**WHAT YOU HAVE TO DO**
Update the lines from the one holding "On this screenshot, the leafy" through the last line, inclusive, swapping "wooden" for "timber" and leaving all else unchanged.

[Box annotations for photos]
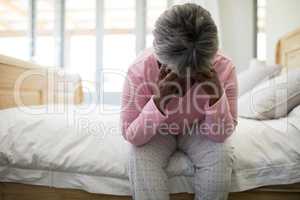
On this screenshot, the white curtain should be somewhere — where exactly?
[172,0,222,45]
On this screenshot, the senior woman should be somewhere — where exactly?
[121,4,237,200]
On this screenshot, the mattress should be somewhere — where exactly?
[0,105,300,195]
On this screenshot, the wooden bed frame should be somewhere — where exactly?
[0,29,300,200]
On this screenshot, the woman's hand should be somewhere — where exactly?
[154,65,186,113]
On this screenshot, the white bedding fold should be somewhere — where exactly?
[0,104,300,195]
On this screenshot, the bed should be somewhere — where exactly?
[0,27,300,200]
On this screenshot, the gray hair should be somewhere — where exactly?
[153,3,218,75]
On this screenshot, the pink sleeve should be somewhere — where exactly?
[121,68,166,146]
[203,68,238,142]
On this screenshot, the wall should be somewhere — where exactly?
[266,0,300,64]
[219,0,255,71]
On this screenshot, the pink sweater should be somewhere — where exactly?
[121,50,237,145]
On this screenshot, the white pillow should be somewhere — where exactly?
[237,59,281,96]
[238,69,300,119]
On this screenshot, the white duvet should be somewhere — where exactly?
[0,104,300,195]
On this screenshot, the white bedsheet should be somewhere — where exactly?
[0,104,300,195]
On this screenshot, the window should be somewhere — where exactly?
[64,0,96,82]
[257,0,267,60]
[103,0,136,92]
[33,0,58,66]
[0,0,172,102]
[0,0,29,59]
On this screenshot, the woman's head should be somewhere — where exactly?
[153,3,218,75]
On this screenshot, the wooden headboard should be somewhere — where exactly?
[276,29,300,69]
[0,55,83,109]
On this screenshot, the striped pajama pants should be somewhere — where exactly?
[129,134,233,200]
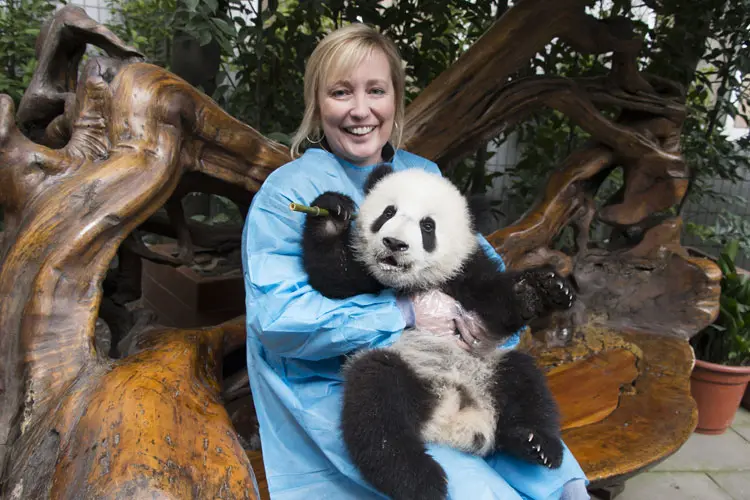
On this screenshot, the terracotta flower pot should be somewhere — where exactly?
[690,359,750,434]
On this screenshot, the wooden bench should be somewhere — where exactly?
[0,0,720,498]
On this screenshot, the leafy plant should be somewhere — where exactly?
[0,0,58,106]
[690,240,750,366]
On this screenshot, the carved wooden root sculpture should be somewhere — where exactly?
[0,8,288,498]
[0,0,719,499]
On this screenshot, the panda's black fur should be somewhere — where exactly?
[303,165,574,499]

**TASK SOLUTION**
On this screenshot, the leafy plant should be somewhere — where exactly?
[0,0,58,106]
[690,240,750,366]
On this screenshot, the carved timber root sculpture should be somewhere — where exactly?
[0,8,288,498]
[0,0,719,499]
On this screenshot, the panda's black fur should be somewhere — where exactly?
[303,165,574,499]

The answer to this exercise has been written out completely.